(Collected data)
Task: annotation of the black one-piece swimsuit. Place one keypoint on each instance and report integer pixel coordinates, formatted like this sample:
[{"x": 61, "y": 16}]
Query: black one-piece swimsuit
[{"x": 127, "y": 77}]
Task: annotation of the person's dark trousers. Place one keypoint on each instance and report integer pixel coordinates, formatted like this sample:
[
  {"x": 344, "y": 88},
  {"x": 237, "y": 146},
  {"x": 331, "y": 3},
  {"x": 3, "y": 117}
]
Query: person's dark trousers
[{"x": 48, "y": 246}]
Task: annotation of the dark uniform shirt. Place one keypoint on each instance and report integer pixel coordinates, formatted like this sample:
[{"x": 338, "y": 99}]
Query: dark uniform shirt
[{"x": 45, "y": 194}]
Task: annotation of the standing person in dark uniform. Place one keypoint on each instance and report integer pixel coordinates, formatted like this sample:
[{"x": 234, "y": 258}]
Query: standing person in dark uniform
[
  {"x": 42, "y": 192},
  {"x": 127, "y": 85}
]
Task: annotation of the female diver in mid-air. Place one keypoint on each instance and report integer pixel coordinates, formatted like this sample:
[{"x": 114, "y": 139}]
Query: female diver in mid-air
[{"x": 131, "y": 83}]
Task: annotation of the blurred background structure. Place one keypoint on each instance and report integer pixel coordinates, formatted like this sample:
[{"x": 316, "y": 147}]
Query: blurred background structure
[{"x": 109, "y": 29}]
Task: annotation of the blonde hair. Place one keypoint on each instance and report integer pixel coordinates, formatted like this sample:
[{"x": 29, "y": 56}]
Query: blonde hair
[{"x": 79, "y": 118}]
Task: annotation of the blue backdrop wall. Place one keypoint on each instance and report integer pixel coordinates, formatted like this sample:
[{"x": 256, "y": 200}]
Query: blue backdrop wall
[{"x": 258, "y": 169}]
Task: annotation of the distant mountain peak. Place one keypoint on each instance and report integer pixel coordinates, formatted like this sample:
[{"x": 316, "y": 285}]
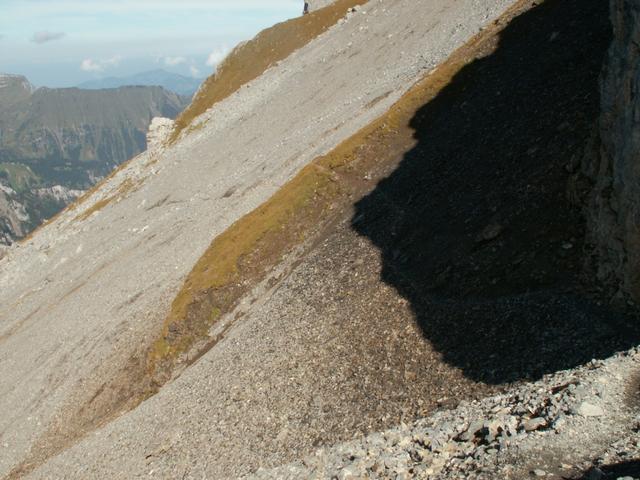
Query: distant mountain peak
[{"x": 174, "y": 82}]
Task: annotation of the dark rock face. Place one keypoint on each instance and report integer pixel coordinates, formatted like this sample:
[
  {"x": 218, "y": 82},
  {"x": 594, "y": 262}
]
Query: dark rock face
[
  {"x": 55, "y": 143},
  {"x": 614, "y": 163}
]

What you need to do:
Write the lines from the line containing "Task: annotation of the blue" through the last line of the data out again exactly, and only those lines; pictures stay out.

Complete response:
Task: annotation of the blue backdrop wall. Place one keypoint on each instance and report integer pixel coordinates, formatted like this sample:
[{"x": 256, "y": 200}]
Query: blue backdrop wall
[{"x": 258, "y": 169}]
Task: annotation of the distant mountain peak. Place one keypoint on each instance and report integer pixel coordinates, formatted like this sample:
[{"x": 316, "y": 285}]
Query: distant mountain peak
[{"x": 174, "y": 82}]
Task: annotation of the dark rock face. Place one keypoint on each instance and report integer pixel coordinates, formatted like this sample:
[
  {"x": 218, "y": 82},
  {"x": 594, "y": 262}
]
Query: dark rock face
[
  {"x": 55, "y": 143},
  {"x": 614, "y": 163}
]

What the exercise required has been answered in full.